**THE PROBLEM**
Report only how many lines below include "mask".

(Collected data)
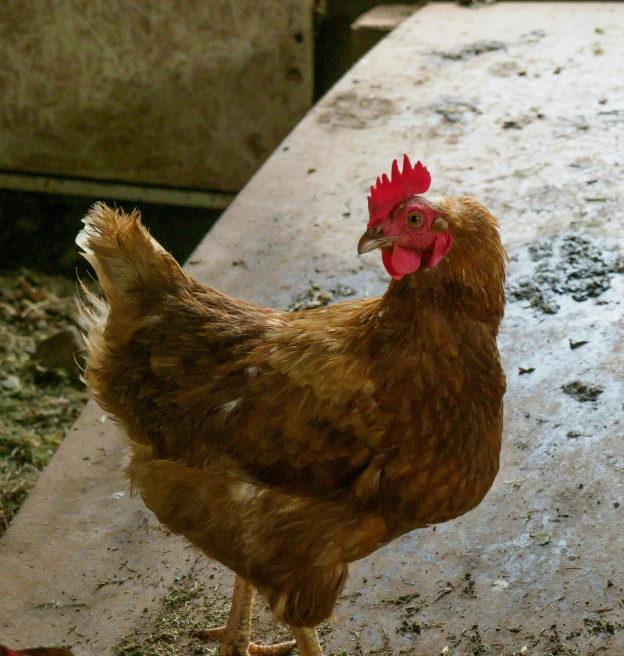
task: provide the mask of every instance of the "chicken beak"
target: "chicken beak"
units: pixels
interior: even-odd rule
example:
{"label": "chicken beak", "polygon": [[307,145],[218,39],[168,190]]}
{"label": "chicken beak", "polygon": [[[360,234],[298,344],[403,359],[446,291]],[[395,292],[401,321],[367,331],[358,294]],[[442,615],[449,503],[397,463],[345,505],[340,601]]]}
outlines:
{"label": "chicken beak", "polygon": [[362,235],[360,241],[358,242],[358,255],[363,255],[364,253],[370,253],[376,248],[383,248],[384,246],[390,246],[393,242],[396,241],[394,237],[375,237],[371,235],[368,230]]}

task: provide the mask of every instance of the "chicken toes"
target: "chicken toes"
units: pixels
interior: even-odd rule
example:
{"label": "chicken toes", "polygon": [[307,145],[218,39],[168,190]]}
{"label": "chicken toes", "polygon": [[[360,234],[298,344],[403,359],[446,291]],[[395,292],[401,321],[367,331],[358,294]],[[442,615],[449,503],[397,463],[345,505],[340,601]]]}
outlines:
{"label": "chicken toes", "polygon": [[290,653],[296,646],[295,640],[278,642],[274,645],[257,645],[250,642],[247,650],[251,656],[282,656],[282,654]]}
{"label": "chicken toes", "polygon": [[219,641],[219,656],[282,656],[296,647],[294,640],[275,645],[257,645],[250,641],[253,594],[253,585],[237,575],[226,625],[198,632],[198,637],[206,642]]}
{"label": "chicken toes", "polygon": [[290,653],[297,646],[295,640],[278,642],[274,645],[257,645],[255,642],[247,642],[245,649],[242,641],[228,639],[229,636],[226,635],[224,626],[200,631],[198,636],[206,642],[219,641],[219,656],[282,656]]}

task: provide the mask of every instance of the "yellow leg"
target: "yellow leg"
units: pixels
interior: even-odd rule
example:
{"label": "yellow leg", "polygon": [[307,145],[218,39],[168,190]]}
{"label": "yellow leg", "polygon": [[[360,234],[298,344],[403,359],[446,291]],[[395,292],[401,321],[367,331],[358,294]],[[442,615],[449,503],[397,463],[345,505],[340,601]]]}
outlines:
{"label": "yellow leg", "polygon": [[295,641],[277,645],[256,645],[251,639],[251,613],[254,589],[249,581],[236,575],[232,606],[225,626],[199,632],[202,640],[218,640],[219,656],[281,656],[292,651]]}
{"label": "yellow leg", "polygon": [[295,636],[301,656],[323,656],[316,629],[297,629],[291,626],[290,630]]}

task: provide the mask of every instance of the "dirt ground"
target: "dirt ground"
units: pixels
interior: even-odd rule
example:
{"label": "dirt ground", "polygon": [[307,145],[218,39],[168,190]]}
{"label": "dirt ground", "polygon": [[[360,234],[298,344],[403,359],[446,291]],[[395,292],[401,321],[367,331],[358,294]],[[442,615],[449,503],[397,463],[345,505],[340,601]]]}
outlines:
{"label": "dirt ground", "polygon": [[76,326],[75,292],[66,278],[0,276],[0,536],[89,398],[71,354],[44,358],[51,366],[38,358],[46,339]]}
{"label": "dirt ground", "polygon": [[[353,565],[321,630],[328,654],[624,654],[623,34],[616,3],[427,7],[319,103],[188,262],[282,308],[383,292],[355,245],[368,184],[403,152],[427,164],[432,195],[474,196],[501,221],[501,471],[475,511]],[[0,641],[214,647],[193,634],[223,617],[232,576],[128,496],[125,458],[88,404],[0,541]],[[261,602],[254,630],[277,637]]]}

**FINAL ANSWER**
4